┌──
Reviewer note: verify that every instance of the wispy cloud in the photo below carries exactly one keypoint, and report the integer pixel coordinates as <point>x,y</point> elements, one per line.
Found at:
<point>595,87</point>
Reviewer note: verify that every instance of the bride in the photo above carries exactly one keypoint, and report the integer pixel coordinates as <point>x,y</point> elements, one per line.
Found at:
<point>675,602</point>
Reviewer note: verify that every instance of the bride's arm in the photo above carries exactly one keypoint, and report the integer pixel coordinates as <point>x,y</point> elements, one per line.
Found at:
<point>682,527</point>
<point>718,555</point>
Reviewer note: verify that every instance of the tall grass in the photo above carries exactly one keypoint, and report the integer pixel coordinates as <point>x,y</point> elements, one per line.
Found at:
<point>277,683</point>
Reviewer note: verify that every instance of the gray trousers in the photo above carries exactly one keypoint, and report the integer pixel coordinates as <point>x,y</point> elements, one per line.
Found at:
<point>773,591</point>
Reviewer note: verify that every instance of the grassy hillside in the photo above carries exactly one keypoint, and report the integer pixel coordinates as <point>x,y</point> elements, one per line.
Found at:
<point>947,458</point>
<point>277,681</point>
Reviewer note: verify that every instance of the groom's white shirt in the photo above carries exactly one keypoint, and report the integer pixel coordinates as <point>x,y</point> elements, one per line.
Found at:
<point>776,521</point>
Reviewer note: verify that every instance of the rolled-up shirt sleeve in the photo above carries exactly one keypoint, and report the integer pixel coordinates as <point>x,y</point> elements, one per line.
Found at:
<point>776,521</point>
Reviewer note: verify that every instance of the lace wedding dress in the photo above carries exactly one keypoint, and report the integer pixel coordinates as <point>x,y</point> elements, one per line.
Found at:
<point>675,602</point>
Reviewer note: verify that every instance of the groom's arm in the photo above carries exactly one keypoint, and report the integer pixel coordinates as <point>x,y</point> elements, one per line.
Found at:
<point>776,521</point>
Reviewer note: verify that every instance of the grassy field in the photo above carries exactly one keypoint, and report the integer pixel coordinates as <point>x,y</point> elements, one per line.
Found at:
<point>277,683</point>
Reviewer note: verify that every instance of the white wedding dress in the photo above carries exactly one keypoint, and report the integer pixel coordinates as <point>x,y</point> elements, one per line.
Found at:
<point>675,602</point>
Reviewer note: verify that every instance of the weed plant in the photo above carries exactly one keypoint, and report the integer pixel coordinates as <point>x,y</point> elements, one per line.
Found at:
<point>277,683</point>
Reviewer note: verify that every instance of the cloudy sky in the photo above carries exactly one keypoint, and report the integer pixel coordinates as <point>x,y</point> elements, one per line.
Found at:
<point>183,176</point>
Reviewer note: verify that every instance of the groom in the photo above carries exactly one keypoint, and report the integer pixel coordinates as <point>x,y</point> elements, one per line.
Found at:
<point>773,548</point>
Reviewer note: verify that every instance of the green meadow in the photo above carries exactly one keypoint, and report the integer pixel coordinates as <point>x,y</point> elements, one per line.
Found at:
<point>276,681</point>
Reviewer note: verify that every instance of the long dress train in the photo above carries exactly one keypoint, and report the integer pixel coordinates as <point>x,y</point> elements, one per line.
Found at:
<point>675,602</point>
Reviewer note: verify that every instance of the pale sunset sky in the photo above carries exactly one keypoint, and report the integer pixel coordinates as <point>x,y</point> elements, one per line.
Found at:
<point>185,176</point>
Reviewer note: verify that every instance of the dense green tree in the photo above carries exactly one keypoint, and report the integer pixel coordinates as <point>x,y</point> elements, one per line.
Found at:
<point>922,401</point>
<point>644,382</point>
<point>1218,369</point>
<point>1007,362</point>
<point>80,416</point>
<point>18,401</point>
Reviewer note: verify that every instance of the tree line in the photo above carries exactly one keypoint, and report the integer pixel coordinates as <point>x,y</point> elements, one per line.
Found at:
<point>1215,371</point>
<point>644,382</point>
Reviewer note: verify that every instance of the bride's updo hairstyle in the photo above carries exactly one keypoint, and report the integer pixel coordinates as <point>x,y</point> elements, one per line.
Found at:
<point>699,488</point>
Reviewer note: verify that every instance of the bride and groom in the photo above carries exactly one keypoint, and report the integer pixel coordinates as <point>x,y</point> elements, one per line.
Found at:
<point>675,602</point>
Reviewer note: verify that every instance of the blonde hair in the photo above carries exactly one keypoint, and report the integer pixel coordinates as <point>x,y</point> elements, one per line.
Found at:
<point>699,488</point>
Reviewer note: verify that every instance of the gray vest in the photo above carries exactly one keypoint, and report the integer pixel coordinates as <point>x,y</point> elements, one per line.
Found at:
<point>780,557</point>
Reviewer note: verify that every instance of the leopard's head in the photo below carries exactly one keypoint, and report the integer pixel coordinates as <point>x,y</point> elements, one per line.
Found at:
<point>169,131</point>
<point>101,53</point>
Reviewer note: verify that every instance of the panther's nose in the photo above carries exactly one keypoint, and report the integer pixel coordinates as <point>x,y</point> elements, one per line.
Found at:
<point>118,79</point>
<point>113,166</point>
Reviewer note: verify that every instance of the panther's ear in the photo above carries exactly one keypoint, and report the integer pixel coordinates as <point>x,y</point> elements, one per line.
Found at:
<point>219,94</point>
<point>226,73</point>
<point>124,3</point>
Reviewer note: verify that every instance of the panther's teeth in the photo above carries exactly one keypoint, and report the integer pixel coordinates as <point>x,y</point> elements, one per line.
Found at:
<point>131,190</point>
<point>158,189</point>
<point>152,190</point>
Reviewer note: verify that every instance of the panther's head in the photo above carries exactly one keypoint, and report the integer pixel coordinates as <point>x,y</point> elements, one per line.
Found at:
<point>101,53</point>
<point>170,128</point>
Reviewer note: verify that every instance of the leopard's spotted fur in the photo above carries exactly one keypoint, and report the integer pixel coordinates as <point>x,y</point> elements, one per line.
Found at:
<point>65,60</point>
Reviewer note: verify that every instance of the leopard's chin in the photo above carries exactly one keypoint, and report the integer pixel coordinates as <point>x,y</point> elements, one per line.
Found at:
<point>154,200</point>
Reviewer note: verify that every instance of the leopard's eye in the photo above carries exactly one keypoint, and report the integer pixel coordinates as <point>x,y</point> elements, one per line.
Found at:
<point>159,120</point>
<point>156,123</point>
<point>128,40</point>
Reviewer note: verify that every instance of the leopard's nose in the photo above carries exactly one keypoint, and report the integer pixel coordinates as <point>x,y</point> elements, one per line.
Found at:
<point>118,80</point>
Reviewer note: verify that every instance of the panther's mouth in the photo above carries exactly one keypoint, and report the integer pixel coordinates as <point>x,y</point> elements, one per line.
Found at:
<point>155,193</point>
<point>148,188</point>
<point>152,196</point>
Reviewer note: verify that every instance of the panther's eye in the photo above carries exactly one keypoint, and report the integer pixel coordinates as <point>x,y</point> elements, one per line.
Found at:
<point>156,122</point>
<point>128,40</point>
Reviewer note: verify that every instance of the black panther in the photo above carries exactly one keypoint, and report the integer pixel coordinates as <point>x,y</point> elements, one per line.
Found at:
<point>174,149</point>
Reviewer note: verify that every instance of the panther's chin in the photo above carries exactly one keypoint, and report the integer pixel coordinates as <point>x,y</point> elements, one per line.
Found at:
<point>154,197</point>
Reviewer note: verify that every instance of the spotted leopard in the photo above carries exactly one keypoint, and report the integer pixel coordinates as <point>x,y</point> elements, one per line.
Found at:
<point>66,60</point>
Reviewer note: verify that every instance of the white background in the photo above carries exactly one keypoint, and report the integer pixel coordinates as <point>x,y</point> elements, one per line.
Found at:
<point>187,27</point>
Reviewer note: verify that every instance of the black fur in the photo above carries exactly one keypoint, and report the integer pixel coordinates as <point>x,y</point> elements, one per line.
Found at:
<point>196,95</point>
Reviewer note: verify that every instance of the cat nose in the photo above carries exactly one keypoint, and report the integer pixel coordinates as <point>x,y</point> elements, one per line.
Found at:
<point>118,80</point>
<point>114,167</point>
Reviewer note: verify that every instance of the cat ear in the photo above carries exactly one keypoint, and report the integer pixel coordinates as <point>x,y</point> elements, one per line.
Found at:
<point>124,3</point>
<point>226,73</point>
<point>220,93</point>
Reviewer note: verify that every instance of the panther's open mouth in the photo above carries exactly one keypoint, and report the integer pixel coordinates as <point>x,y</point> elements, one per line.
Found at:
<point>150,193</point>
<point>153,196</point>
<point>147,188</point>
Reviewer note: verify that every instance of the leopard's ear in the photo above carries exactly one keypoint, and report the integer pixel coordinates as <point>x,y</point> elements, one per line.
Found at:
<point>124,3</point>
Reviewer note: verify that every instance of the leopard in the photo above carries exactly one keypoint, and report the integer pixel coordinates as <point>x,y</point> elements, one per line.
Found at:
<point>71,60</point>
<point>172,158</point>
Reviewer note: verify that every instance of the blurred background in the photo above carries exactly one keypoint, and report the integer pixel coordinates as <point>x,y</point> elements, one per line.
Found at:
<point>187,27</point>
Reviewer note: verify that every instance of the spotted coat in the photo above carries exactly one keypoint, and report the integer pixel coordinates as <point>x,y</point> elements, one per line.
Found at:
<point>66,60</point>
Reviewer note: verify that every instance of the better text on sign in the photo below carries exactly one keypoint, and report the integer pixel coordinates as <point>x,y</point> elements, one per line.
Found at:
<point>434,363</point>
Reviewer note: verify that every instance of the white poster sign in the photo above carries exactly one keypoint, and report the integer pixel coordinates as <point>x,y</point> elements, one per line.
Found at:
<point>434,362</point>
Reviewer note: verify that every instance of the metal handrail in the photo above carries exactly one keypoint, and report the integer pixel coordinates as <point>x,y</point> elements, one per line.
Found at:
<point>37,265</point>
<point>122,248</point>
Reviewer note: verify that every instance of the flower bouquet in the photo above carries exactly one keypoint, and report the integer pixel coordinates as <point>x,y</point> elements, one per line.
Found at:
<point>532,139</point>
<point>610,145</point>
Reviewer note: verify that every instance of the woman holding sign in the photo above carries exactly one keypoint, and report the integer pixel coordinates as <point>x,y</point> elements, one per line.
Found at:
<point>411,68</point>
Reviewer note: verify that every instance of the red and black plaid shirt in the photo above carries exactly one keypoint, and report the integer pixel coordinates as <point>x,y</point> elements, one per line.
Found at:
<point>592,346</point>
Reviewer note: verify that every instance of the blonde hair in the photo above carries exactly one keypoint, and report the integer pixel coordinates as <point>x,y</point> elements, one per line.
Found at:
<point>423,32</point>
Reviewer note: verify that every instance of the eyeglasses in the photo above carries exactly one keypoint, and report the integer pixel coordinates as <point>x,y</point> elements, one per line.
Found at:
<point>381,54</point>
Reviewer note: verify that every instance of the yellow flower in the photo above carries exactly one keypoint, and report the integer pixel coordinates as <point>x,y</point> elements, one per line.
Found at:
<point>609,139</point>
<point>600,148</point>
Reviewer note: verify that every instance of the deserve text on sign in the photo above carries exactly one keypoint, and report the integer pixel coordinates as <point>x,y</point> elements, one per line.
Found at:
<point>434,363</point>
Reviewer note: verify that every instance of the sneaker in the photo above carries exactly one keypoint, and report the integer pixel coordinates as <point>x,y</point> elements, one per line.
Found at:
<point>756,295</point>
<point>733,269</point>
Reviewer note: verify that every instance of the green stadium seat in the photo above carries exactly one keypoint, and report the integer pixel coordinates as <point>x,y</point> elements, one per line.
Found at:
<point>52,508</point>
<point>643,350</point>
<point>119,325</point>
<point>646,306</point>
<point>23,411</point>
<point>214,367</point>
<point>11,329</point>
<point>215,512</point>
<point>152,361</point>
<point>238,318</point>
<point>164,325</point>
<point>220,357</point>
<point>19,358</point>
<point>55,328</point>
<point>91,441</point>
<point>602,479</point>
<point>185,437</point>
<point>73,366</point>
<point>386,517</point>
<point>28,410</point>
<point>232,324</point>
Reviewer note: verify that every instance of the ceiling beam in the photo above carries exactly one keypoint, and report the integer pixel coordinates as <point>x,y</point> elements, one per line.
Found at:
└──
▶ _Set exercise_
Pull out everything in the records above from the line containing "Reviewer note: verify that every instance of the groom in" down to the line containing "<point>276,681</point>", both lines included, and reproduce it unchanged.

▶ _Task solution_
Reviewer note: verify that every instance of the groom in the photo above carries exactly one keypoint, and report the integer pixel coordinates as <point>x,y</point> elements, one per line.
Found at:
<point>773,548</point>
Reviewer note: verify that every instance of the green meadow in the photo above carries exactly one keypoint, and report the integer pixel coordinates as <point>x,y</point> elements, one per line.
Found at:
<point>276,681</point>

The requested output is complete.